In proposed system, after giving a set of objects to agents, the distributor discovers some of
those same objects in an unauthorized place. At this point the distributor can assess the
likelihood that the leaked data came from one or more agents, as opposed to having been
independently gathered by other means. If the distributor sees enough evidence‖ that an agent
leaked data, he may stop doing business with him, or may initiate legal proceedings. In this
project we develop a model for assessing the guilt of agents. We also present algorithms for
distributing objects to agents, in a way that improves our chances of identifying a leaker.
Finally, we also consider the option of adding fake objects to the distributed set. Such objects
do not correspond to real entities but appear. If it turns out an agent was given one or more
fake objects that were leaked, then the distributor can be more confident that agent was
guilty.
2.2 Project Identification

2.2.1 About data leakage detection :
A data distributor has given sensitive data to a set of supposedly trusted agents (third
parties). Some of the data is leaked and found in an unauthorized place (e.g., on the web or
somebody’s laptop). The distributor must assess the likelihood that the leaked data came from
one or more agents, as opposed to having been independently gathered by other means. We
propose data allocation strategies (across the agents) that improve the probability of

identifying leakages. These methods do not rely on alterations of the released data (e.g.,
watermarks). In some cases we can also inject realistic but fake data records to further
improve our chances of detecting leakage and identifying the guilty party.
2.2.2 Inference:
In a perfect world there would be no need to hand over sensitive data to agents that may
unknowingly or maliciously leak it. And even if we had to hand over sensitive data, in a
perfect world we could watermark each object so that we could trace its origins with absolute
certainty. However, in many cases we must indeed work with agents that may not be 100%
trusted, and we may not be certain if a leaked object came from an agent or from some other
source, since certain data cannot admit watermarks. In spite of these difficulties, we have
shown it is possible to assess the likelihood that an agent is responsible for a leak, based on
the overlap of his data with the leaked data and the data of other agents, and based on the
probability that objects can be guessed by other means. Our model is relatively simple, but
we believe it captures the essential trade-offs. The algorithms we have presented implement a
variety of data distribution strategies that can improve the distributor’s chances of identifying
a leaker. We have shown that distributing objects judiciously can make a significant
difference in identifying guilty agents, especially in cases where there is large overlap in the
data that agents must receive.
============
• [Set task 1]:
From the data leakage detection text, extract the passage starting at "identifying leakages. These" and ending at "the guilty party.".
• [Set task 2]:
Answer these questions from the data leakage detection text:
(a) What two examples of an unauthorized place does it give?
(b) What do the proposed allocation methods not rely on?
(c) In what cases does distributing objects judiciously make an especially significant difference?
The lines that come next are not needed.

Region annotation entries:
============
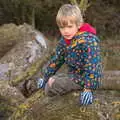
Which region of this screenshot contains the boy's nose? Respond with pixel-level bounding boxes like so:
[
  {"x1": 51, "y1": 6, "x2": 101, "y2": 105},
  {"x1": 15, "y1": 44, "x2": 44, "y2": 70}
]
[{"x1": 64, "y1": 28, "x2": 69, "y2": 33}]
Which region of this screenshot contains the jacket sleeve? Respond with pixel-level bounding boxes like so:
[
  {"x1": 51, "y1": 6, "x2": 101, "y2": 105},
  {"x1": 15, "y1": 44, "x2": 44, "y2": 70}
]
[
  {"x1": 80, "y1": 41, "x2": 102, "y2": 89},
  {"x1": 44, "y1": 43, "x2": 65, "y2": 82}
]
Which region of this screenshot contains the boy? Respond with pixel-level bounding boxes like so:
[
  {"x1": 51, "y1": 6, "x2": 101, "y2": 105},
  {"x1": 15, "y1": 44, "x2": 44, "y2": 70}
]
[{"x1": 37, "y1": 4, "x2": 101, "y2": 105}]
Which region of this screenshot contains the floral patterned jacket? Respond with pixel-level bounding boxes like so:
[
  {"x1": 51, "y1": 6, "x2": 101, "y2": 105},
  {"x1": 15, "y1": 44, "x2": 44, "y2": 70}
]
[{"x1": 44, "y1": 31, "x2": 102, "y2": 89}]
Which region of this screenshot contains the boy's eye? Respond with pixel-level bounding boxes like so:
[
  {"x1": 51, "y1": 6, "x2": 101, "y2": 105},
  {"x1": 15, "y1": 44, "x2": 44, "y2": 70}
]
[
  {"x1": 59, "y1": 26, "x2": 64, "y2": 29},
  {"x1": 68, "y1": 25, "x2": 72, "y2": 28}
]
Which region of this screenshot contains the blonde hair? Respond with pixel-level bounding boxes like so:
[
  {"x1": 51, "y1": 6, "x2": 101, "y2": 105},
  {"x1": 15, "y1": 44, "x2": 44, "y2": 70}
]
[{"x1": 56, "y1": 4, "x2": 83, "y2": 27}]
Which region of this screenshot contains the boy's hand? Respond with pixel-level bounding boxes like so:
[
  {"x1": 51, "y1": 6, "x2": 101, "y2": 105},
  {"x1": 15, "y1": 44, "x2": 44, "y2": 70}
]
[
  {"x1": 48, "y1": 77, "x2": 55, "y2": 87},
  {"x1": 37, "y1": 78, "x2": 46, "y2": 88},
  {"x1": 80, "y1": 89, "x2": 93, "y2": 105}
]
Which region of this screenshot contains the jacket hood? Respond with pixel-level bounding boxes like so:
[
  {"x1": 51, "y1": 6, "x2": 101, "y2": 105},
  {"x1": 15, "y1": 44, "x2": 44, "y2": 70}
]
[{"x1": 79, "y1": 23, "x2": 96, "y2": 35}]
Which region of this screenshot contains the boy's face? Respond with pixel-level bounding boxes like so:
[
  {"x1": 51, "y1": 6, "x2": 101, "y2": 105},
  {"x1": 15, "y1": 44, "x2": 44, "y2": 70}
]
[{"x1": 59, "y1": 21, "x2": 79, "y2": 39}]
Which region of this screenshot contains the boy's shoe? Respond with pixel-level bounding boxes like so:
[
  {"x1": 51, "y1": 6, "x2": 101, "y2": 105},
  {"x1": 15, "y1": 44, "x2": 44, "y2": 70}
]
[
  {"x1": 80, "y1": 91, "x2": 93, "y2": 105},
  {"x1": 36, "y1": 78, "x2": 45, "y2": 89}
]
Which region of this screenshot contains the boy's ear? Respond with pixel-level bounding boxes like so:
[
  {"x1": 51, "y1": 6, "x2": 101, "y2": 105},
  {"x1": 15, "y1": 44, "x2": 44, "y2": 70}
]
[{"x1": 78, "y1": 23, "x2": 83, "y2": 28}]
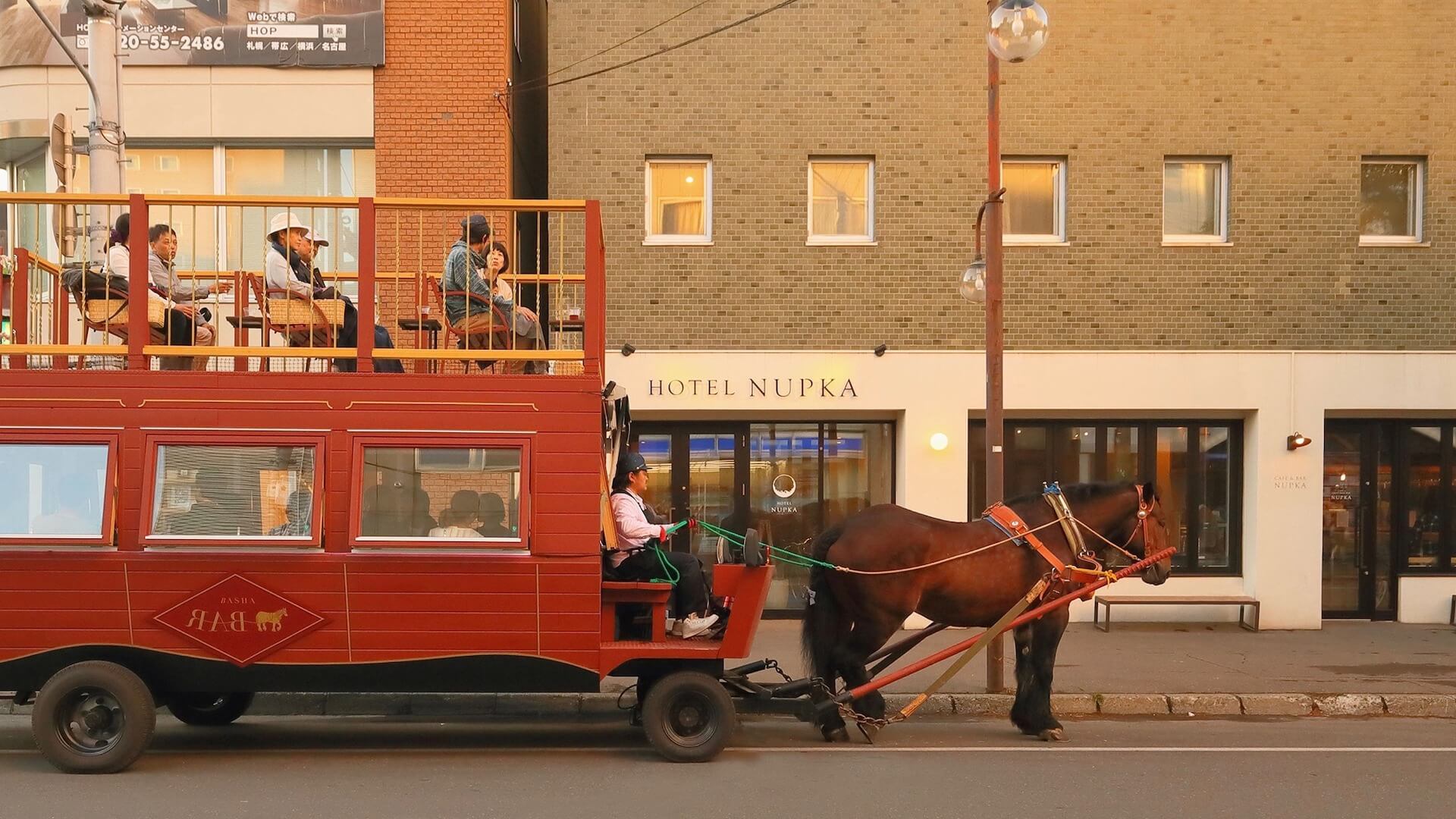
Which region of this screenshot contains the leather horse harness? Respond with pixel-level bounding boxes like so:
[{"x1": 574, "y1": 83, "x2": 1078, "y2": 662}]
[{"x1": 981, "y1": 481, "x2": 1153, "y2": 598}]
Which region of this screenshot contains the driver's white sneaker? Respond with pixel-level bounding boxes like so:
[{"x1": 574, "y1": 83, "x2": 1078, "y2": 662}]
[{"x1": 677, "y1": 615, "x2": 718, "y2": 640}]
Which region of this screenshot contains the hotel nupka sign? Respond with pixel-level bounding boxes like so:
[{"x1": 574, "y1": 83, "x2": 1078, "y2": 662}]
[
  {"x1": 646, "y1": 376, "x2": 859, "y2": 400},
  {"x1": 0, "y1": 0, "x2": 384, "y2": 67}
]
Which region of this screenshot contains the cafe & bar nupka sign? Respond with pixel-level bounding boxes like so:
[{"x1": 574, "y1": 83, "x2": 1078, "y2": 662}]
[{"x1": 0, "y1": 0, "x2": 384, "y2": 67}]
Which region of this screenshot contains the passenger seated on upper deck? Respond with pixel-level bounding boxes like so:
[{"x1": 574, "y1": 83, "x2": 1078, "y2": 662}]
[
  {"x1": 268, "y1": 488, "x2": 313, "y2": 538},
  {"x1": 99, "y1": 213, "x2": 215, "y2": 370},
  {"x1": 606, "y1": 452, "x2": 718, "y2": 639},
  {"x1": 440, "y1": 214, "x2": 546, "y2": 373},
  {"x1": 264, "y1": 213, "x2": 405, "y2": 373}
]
============
• [Final result 1]:
identifying leakages. These methods do not rely on alterations of the released data (e.g.,
watermarks). In some cases we can also inject realistic but fake data records to further
improve our chances of detecting leakage and identifying the guilty party.

• [Final result 2]:
(a) On the web or somebody's laptop.
(b) Alterations of the released data, such as watermarks.
(c) Cases where there is large overlap in the data that agents must receive.